● EXCERPTED PASSAGE
---+---

Elisha Warfield Jr. (February 5, 1781 - May 15, 1859) was an American medical doctor and a Thoroughbred racehorse owner and breeder whom Thoroughbred Heritage calls "one of the most important early figures in Kentucky racing and breeding."

==Early life and education==
Born in Maryland, Elisha Jr. moved with his family to Lexington, Kentucky when he was nine years old. He was tutored privately and obtained a degree in medicine from Transylvania University.

On January 15, 1805, he married Maria Barr, with whom he had ten children. Their daughter Mary Jane Warfield married Cassius Marcellus Clay, who became a prominent politician and abolitionist in Kentucky.

Warfield became a very successful medical practitioner in Lexington. He was selected as the first Professor of Surgery and Obstetrics at the newly established medical school at Transylvania University.

Active in community development, in 1830 Elisha Warfield was a founding shareholder of the Lexington & Ohio Railway Company. In 1834 it connected Lexington to the state capital of Frankfort, Kentucky.

==Thoroughbred horses==
Around the time of his marriage, Elisha Warfield began racing and breeding Thoroughbred horses. In 1809 he was one of the founding members of the Lexington Jockey Club, consisting of owners of the racehorses and breeding farms.

In 1821 Warfield decided to devote his energies to breeding, training and racing Thoroughbreds full-time. In 1826, he was one of the founders of the Kentucky Association, which built Lexington Race Course on land adjacent to his stud farm.

---+---

(Saved entries)
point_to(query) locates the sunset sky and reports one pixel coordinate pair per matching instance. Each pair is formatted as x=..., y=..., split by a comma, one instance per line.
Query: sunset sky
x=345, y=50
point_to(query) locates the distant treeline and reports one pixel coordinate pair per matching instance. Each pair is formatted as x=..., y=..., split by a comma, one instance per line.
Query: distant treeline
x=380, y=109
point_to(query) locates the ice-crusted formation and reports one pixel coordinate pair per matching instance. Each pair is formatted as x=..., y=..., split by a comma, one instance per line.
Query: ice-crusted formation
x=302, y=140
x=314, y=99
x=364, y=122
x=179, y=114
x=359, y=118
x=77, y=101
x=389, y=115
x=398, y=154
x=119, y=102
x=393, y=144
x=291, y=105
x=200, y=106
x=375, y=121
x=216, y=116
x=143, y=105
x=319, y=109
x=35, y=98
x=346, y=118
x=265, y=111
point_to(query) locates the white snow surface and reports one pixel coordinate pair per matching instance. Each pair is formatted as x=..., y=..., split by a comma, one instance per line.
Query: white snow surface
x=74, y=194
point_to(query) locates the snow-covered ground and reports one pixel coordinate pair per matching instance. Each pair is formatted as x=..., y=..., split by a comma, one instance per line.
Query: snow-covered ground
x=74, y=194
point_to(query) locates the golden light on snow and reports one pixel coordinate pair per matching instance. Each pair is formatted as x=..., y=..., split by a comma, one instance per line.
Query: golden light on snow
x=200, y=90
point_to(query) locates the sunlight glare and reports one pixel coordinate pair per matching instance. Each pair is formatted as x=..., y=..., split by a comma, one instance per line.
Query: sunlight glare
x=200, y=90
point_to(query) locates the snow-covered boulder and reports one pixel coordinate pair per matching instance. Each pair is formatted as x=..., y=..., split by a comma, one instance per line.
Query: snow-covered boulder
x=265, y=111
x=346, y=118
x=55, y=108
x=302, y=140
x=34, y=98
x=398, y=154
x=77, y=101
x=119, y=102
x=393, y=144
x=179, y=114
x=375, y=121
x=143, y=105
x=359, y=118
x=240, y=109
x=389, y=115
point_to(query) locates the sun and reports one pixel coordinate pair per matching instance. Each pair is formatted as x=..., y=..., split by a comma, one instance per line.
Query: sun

---+---

● EXERCISE TASKS
[1] Rewrite the paragraph of the Elisha Warfield excerpt beginning "Active in community development" as a short list, keeping its main facts.
[2] Transcribe everything in the Elisha Warfield excerpt from "Elisha Warfield Jr." down to "at Transylvania University.".
[3] Answer these questions using the Elisha Warfield excerpt, one answer per line:
(a) From which university did Warfield obtain his medical degree?
(b) Whom did he marry on January 15, 1805?
(c) What organization did he help found in 1826?

● PROBLEM SOLUTIONS
[1]
- Elisha Warfield was active in community development.
- In 1830 he was a founding shareholder of the Lexington & Ohio Railway Company.
- In 1834 the railway connected Lexington to the state capital of Frankfort, Kentucky.

[2]
Elisha Warfield Jr. (February 5, 1781 - May 15, 1859) was an American medical doctor and a Thoroughbred racehorse owner and breeder whom Thoroughbred Heritage calls "one of the most important early figures in Kentucky racing and breeding."

==Early life and education==
Born in Maryland, Elisha Jr. moved with his family to Lexington, Kentucky when he was nine years old. He was tutored privately and obtained a degree in medicine from Transylvania University.

On January 15, 1805, he married Maria Barr, with whom he had ten children. Their daughter Mary Jane Warfield married Cassius Marcellus Clay, who became a prominent politician and abolitionist in Kentucky.

Warfield became a very successful medical practitioner in Lexington. He was selected as the first Professor of Surgery and Obstetrics at the newly established medical school at Transylvania University.

[3]
(a) Transylvania University
(b) Maria Barr
(c) The Kentucky Association